== INSTRUCTIONS TO FOLLOW ==
Can you turn the lines below into a numbered list, starting with the line that contains "Can you tell me where the green wing" and going on through the line that contains "[480,339,700,419]", with both of those lines included and any blank lines left out?

— begin WORKING DATA —

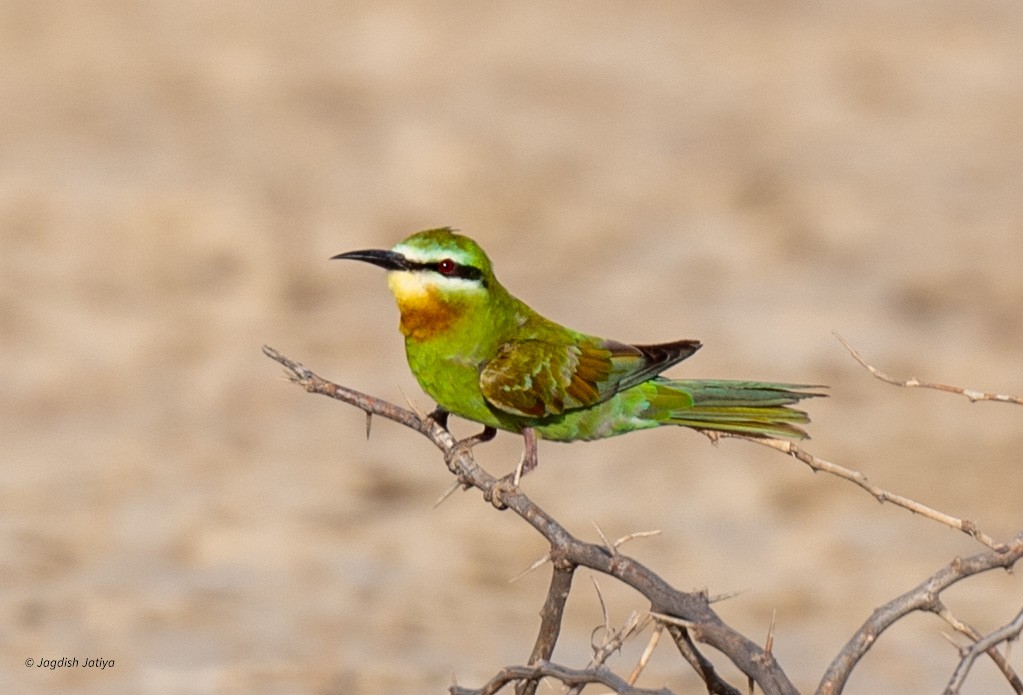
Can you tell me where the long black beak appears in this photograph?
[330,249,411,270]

— end WORKING DATA —
— begin WORKING DATA —

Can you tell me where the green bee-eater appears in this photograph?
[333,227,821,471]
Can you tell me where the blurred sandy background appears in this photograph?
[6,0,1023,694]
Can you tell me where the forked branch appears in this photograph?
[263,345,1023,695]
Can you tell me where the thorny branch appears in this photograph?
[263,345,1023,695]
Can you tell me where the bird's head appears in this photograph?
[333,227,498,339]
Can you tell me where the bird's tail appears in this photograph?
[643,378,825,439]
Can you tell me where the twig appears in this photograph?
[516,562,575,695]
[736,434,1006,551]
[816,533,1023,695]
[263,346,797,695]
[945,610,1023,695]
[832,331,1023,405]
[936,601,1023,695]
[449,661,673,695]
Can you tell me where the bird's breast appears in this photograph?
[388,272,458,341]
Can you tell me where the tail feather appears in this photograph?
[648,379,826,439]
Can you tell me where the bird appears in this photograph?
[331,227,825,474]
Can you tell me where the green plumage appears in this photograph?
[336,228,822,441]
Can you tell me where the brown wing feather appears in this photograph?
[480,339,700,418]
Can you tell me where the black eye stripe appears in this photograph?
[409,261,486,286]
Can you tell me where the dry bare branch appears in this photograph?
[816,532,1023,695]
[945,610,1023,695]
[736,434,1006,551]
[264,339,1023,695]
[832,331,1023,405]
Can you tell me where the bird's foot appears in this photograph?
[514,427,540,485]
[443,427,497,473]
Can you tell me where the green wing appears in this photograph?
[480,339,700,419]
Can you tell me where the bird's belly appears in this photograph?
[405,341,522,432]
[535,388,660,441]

— end WORKING DATA —
— begin WORKING DATA —

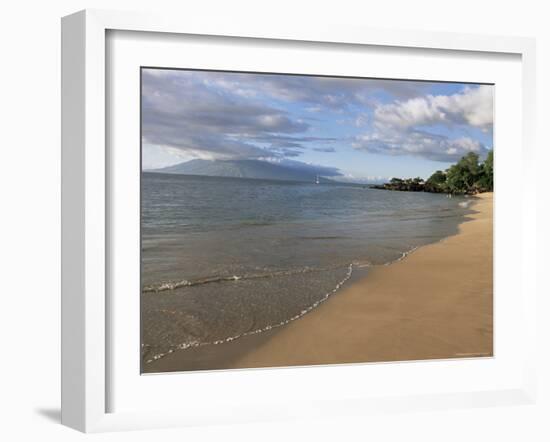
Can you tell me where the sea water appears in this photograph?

— end WORKING DATA —

== FULL RESPONSE ==
1. Can you tell me where the green wing appears in this photograph?
2. [480,339,700,419]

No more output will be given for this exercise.